* WRITTEN INSTRUCTION:
Each entry must be reproduced precisely as it stands.

* Pointing dataset records:
--- Start ---
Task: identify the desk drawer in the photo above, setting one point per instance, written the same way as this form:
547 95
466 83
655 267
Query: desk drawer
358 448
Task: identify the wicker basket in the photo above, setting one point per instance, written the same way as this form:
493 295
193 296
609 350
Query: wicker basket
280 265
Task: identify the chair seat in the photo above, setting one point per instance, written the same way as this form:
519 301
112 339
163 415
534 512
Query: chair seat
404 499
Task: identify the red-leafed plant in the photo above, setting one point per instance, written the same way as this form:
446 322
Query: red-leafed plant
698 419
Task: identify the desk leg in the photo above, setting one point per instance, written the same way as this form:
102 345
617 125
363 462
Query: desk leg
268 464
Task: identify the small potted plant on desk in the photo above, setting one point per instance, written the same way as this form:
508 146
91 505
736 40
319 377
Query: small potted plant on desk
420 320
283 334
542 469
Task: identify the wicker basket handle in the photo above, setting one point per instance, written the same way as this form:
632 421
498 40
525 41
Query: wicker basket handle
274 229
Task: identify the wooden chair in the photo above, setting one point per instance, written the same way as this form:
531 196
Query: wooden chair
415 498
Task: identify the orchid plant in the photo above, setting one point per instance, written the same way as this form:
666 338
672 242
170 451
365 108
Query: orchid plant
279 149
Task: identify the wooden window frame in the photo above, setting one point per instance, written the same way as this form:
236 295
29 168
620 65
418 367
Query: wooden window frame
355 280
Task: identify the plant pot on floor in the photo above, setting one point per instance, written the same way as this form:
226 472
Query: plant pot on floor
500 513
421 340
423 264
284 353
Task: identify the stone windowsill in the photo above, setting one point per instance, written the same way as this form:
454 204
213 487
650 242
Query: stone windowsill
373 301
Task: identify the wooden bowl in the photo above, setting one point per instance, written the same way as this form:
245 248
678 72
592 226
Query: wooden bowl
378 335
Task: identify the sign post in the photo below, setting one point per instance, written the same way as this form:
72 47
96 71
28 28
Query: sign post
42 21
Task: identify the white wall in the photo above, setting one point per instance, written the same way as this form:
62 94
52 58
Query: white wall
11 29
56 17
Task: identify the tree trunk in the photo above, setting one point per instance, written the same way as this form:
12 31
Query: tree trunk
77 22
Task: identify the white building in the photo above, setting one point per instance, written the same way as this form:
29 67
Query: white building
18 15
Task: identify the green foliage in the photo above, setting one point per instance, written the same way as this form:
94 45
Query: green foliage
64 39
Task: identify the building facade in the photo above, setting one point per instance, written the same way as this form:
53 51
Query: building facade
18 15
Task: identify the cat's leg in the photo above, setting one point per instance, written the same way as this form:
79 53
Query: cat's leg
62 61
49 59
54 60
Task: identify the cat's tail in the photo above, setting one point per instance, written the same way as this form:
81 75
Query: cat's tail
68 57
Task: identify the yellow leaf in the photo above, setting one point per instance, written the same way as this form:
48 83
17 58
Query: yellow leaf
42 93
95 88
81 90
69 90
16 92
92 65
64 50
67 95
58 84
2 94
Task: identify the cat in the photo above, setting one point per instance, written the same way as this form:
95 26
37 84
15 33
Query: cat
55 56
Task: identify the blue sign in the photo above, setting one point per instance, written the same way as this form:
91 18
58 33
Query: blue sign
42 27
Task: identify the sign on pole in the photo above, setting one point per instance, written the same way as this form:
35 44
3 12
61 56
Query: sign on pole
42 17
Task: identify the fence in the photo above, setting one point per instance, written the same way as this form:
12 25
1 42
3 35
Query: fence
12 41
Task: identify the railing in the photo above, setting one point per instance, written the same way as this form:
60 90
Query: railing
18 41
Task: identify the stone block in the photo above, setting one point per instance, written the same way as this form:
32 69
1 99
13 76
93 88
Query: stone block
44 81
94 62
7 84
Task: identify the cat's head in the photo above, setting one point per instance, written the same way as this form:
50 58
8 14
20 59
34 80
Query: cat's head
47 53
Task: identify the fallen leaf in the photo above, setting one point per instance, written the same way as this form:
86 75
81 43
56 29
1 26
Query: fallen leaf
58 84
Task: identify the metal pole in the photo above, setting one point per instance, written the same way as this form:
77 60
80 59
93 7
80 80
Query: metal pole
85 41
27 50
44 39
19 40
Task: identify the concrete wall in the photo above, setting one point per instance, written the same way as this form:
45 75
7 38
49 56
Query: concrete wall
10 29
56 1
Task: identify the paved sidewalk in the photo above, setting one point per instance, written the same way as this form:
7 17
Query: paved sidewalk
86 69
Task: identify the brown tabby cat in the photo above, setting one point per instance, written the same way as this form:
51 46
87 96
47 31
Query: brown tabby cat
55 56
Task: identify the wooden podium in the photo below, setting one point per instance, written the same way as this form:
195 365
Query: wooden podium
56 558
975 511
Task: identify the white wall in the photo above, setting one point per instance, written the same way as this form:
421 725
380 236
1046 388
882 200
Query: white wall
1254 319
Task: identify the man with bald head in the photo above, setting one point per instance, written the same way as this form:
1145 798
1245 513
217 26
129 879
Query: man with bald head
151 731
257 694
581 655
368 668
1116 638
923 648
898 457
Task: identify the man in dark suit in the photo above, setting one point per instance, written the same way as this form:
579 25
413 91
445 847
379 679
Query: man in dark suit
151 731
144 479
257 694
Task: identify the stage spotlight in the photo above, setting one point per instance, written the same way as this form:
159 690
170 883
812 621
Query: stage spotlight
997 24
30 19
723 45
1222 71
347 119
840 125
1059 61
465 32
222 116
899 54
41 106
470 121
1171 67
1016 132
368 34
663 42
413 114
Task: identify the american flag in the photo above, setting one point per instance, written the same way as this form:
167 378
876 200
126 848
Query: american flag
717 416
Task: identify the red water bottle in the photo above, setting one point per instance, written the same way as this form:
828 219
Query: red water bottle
--- End ---
* FULL RESPONSE:
Task: identify the desk drawer in the photo above, setting one point per instance, written the same way as this form:
547 95
466 83
655 267
Query: desk drawer
358 448
Task: identify the wicker basket in the photo above, setting one point per instance, written the same way as this form:
493 295
193 296
609 350
Query: wicker basket
280 265
Task: identify the chair seat in the photo above, setting one point per instance, written the same way as this form:
519 301
112 339
163 415
534 512
Query: chair seat
404 499
Task: identify the red-leafed plant in the photo above, setting one point per instance, written the same way as this form:
446 322
Query: red-leafed plant
698 419
Task: identify the desk leg in the photo above, setting one point per instance, written the same way as this form:
102 345
617 125
363 462
Query: desk leg
268 464
Task: identify the small potted plant on desk in the photo above, setting one point per instance, written the same way as this form:
508 146
91 505
736 40
319 377
Query: small potted plant on desk
420 320
283 334
542 469
Task: identify the wicker basket handle in the photo above, setting one point per instance, written the same way as this form:
632 421
498 40
525 41
Query: wicker basket handle
274 229
Task: identify the wooden chair in the photo above, setting one point per instance, written the same way as this form:
531 196
Query: wooden chair
415 498
Task: identify the orchid plant in the photo above, setting one point per instance, written the same way as this form:
666 338
672 242
170 451
365 108
Query: orchid plant
279 149
Task: identify the wooden window frame in the photo above, setting one point per instance, written the same way as this form:
236 295
29 168
620 65
418 367
Query: wooden window frame
355 280
Task: identify the plant pot on floor in the photo above, setting one point per instance, written the same way as this form:
226 472
Query: plant pot on floor
500 513
421 340
423 264
284 353
Task: identify the stone windowsill in the photo above, setting one point per instance, written the same way as this form:
454 204
213 487
650 242
Query: stone windowsill
373 301
Task: identify the wooden bowl in the photo above, setting one point per instance, written the same way as this form:
245 248
678 72
592 226
Query: wooden bowl
378 335
Task: identify the sign post in the photo below, setting one point per instance, written the same way as this form:
72 47
96 71
28 28
Query: sign post
42 21
Task: identify the white wall in the photo above, setting one point per instance, written the same way as this form:
62 94
52 58
Query: white wall
11 29
56 17
Task: identify the tree trunk in the photo above, setting one point per instance, written the same way as this form:
12 31
Query: tree trunk
77 22
Task: identify the white building in the photo above, setting one point per instance, written the same way as this form:
29 67
Query: white building
18 15
Task: identify the green foliage in the photo above, setting one point per instance, written the same way as this form:
94 45
Query: green foliage
64 39
Task: identify the building facade in the photo above, setting one point per instance, written the same way as this form:
53 51
Query: building facade
18 15
Task: identify the cat's leg in the photo above, setting one point per instance, written the same way as this form:
79 53
Query: cat's leg
62 61
49 59
54 60
Task: identify the cat's tail in the photo above, setting one point per instance, written the same way as this form:
81 75
Query: cat's tail
68 57
Task: identify the yellow leaf in the photo above, setting one point per instance, written the same way as this form:
48 83
17 58
Query: yellow leaf
42 93
95 88
81 90
69 90
16 92
92 65
64 50
67 95
58 84
2 94
Task: identify the cat in the photo above, setting one point per instance, written the same way as this form:
95 26
37 84
15 33
Query: cat
55 56
Task: identify the blue sign in the photo above, setting one point per instance, written the same way as this form:
91 18
58 33
Query: blue sign
42 27
Task: identify the sign on pole in the photo above, setting one point per instance, written the same way as this form:
35 44
3 12
61 56
Query: sign on pole
42 17
Task: identify the fence in the photo above, setting one point per instance, written the same way as this form:
12 25
1 42
3 35
Query: fence
12 41
Task: identify the railing in the photo above, setting one point per instance, written the same way as this form:
60 90
Query: railing
18 41
Task: identify the stone block in the photo above, setting one point per instance, written the same way as this form:
32 69
1 99
13 76
93 88
Query: stone block
44 81
94 62
7 84
Task: identify the cat's head in the photo above, setting one point per instance, written the same way as this form:
50 58
8 14
20 59
34 80
Query: cat's head
47 53
Task: identify the fallen leaf in the photo above, setting one point per instance, written the same way as this form:
86 75
81 43
56 29
1 26
Query: fallen leaf
58 84
Task: identify the metal pole in the photo above, setting one point per instance, written the same way as this form:
77 60
80 59
93 7
80 80
Query: metal pole
85 41
27 50
44 39
19 40
Task: identify the concrete wall in the photo above, setting one point per instance, written the same way as this form:
45 75
7 38
49 56
Query: concrete wall
10 29
56 1
Task: identify the paved sidewalk in the photo above, setting one point per instance, written the same way as this form:
7 17
Query: paved sidewalk
86 69
Task: identify the brown tabby cat in the photo above, setting one point per instance, written the same way as this form:
51 46
87 96
47 31
Query: brown tabby cat
55 56
Task: identify the wooden podium in the photo below, setting one point per instance, written the same way as this form:
195 365
Query: wooden podium
56 558
975 511
Task: identify the white wall in the photo above, setting one point per instance, written the same way as this form:
421 725
380 236
1046 388
882 200
Query: white wall
1254 319
Task: identify the man with bald head in the photo above, setting one point per instance, written the same way as this form:
1145 798
1245 513
217 26
129 879
Query: man with bald head
151 731
257 694
581 655
368 668
1116 638
923 648
898 457
Task: identify the man in dark suit in the photo above, setting one point per instance, written the same way as this form:
579 25
413 91
445 847
379 679
Query: man in dark suit
151 731
144 479
257 694
Task: identify the stage spotlight in the photo above, setting one point per instance, written the same way as this form:
159 690
170 883
812 621
Query: stage spotlight
997 24
30 19
723 45
1222 71
347 119
840 125
1059 61
465 32
222 116
899 54
41 106
470 121
1171 67
1016 132
368 34
663 42
413 114
Task: identify the american flag in the photo above, setting one point per instance, written the same way as this form:
167 378
876 200
126 848
Query: american flag
717 416
Task: identify the red water bottle in the photo above, setting one point per instance, written the same way as this form:
828 219
Query: red water bottle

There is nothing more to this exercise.